[Rows on locating named things]

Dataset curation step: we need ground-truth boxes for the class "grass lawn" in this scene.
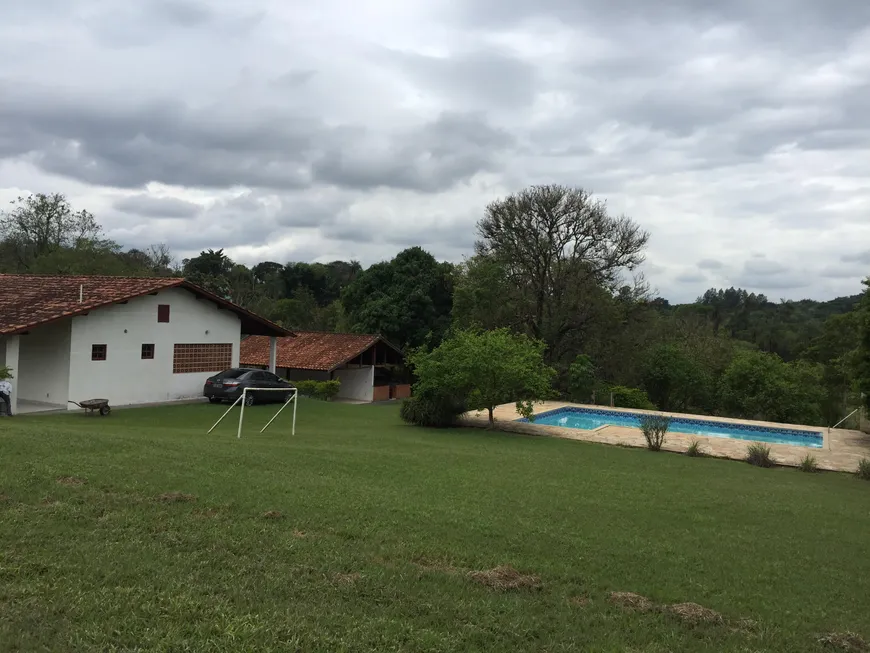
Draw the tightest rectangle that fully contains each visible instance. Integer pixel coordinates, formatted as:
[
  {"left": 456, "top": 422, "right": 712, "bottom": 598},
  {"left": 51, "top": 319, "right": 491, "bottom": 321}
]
[{"left": 0, "top": 401, "right": 870, "bottom": 653}]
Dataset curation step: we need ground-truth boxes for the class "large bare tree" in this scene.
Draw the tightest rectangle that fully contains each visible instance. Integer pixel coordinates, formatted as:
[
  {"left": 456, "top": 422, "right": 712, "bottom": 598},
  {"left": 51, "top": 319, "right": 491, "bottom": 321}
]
[{"left": 466, "top": 185, "right": 649, "bottom": 362}]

DESCRIPTION OF THE TASK:
Reproduce every row above word for word, leaving out the pictures.

RESULT OF THE EXERCISE:
Dataset curation step: we need ground-truth boxes for the class "grass lawn" in this scene.
Draw the tightest rectangle that fully contains each visible instance. Integer pixel coordinates, formatted as:
[
  {"left": 456, "top": 422, "right": 712, "bottom": 598},
  {"left": 51, "top": 319, "right": 491, "bottom": 321}
]
[{"left": 0, "top": 401, "right": 870, "bottom": 653}]
Dataset curation step: we need ground-truth boxes for the class "large bare tree" in this scene.
Draw the tightest rectangle that fully contains each visible instance. Integer pixel coordinates, formatted as:
[
  {"left": 456, "top": 422, "right": 712, "bottom": 598},
  {"left": 51, "top": 319, "right": 491, "bottom": 321}
]
[{"left": 466, "top": 185, "right": 649, "bottom": 362}]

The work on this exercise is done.